> _Exercises_
- 1) In the review of the Blu-ray bonus features, rewrite the paragraph beginning "\"Party Time\" (12:54)" in one shorter sentence that keeps its main facts.
- 2) Copy the review of the Blu-ray bonus features word for word from "If the movie" to "your mileage here.".
── Quoted text
The Blu-ray exclusic bonus features start with "Meta-Apocalype" (7:43), a piece about how everyone is playing themselves, as expressed through interviews with the cast. Remember when I said to remember those interviews? The deja vu starts here.

Because of its focus, the 10:44 "Let's Get Techical" is more original, chatting with Rogen, the film's director of photography and the stunt coordinator, to talk about the effort that went into the production, including the way the film was shot, and a behind-the-scenes look at a big fire scene and some car crashes.

"Party Time" (12:54) is another relatively in-depth look at the production, this time focusing on the film's big party scene, and learn more about Cera's involvement, including a particularly painful experience with a co-star.

If the movie somehow didn't give you enough McBride, "The Cannibal King" (4:25) may be your thing, as it lets the man talk about his role, while also showing some alternate takes from one of his scenes. There's even more in "The Making of "The Making of Pineapple Express 2, a look inside a boredom-breaking home movie the characters make while waiting out the apocalypse. Your interest in the original Pineapple Express will largely decide your mileage here.

An interesting inclusion is Jay & Seth vs. The Apocalypse (9:58), the original 2007 short film that was remade into This is the End, with Rogen and Baruchel. Though the concept is very similar, the tone couldn't be more different. Made ariound the time of his break-out in Knocked Up, this short by the Undeclared alumni is an interesting work in progress.
────
── Recorded data
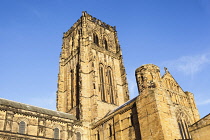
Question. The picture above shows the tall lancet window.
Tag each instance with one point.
────
> _Results for each task_
- 1) "Party Time" (12:54) gives a fairly in-depth look at the production, centering on the film's big party scene and Cera's involvement, including a painful experience with a co-star.

- 2)
If the movie somehow didn't give you enough McBride, "The Cannibal King" (4:25) may be your thing, as it lets the man talk about his role, while also showing some alternate takes from one of his scenes. There's even more in "The Making of "The Making of Pineapple Express 2, a look inside a boredom-breaking home movie the characters make while waiting out the apocalypse. Your interest in the original Pineapple Express will largely decide your mileage here.